WORK TO COMPLETE: Repeat every record below exactly as it appears.
# Start of RECORD EXCERPTS
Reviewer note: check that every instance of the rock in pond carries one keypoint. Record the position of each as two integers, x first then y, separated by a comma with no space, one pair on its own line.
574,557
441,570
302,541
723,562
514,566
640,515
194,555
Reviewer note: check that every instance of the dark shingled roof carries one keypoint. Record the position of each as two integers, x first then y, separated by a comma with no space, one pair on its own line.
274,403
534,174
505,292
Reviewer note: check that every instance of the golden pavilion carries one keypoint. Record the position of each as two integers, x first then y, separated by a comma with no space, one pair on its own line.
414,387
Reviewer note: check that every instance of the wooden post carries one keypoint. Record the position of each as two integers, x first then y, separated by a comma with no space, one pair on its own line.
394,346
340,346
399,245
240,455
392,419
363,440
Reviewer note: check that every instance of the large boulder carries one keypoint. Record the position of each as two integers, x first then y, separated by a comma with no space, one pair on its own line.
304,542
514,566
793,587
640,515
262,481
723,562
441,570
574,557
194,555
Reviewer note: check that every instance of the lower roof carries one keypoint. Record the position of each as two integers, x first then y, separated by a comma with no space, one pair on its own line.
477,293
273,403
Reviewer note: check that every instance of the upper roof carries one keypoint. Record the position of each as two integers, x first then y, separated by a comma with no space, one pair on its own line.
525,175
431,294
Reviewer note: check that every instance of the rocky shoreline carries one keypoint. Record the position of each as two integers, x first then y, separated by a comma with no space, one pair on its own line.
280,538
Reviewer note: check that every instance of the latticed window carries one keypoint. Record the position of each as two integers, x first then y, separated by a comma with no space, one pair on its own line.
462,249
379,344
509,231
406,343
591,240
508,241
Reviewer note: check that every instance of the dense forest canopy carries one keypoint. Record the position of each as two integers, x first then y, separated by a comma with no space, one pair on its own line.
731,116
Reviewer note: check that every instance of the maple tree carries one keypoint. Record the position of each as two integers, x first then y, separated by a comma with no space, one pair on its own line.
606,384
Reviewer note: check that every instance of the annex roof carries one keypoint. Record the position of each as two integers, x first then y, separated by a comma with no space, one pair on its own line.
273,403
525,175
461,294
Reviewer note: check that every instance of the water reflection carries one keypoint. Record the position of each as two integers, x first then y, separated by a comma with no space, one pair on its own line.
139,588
# End of RECORD EXCERPTS
OUTPUT FOR THIS EXERCISE:
Reviewer note: check that every instance of the rock in pond carries one keypoint. Record the position of each as two integers, x first then y, separated by a comma with no space, one pair on its own line.
574,557
441,570
302,541
723,562
514,566
640,515
194,555
Reviewer note: check that every instance of the dark shingled roof carries one keypoint. Record the position of each as two integers, x first then y, separated by a comma with no space, one pair on its own line.
274,403
534,174
505,292
Reviewer note: check that every instance of the golden pavilion carries one keypoint. Record the position of each as two integers, x first then y, separated by a comma with no space, one pair on its own line.
414,387
Reviewer note: check that every instance of the wooden post carries one keypoint. Record the position of each as two integers, x first then y, separated by a comma with no space, one pair on its own line.
394,346
340,346
399,245
240,455
392,419
363,440
Reviewer note: check that every instance of the large boulder carries one keypoint. Record the position of each as two integers, x first then y, separated by a comma with no space, one pair on its own line.
304,542
514,566
793,587
640,515
262,481
723,562
441,570
574,557
194,555
Reviewer note: check that every instance of the lower roof carries one keypoint. Record the position of each as two integers, x first then y, separated by a comma with no space, one pair on its own line.
477,293
273,403
Reviewer note: check that every instance of the upper roof carries one keypoint. Record the position of each as two integers, x first then y, separated by a comma with no space, one pair on its own line.
525,175
431,294
Reviewer note: check that every instance of the rocky shoreline carries one keypoint. Record the position of each as two integers, x first then y, separated by a comma with no space, one pair on its own line.
280,538
Reviewer note: check that every instance of the latticed window carries one keypoint. Record the position of each as two integers, x first then y, separated by a comma with no space, one pair on its own line.
462,249
379,344
509,231
406,343
591,240
508,241
Reviewer note: check that every instance of the dense forest canopy carries one keypoint. Record the position of each as two integers, x first then y, separated by a comma with no space, one pair on its own line.
731,116
Reviewer note: check that every instance of the maple tree carries one keypoint. Record the position of each as two integers, x first then y, separated by a comma with no space, one pair on its own line.
606,384
Reviewer note: check that every instance of the annex roof carries one keypoint. Record the position of each as two integers, x first then y, separated by a comma with no space, one pair on its own line.
273,403
525,175
461,294
Reviewer note: check that every instance of the water reflection carries one keypoint. Record the position of each as two integers, x first then y, separated by a comma with no space, one pair on its own line.
139,588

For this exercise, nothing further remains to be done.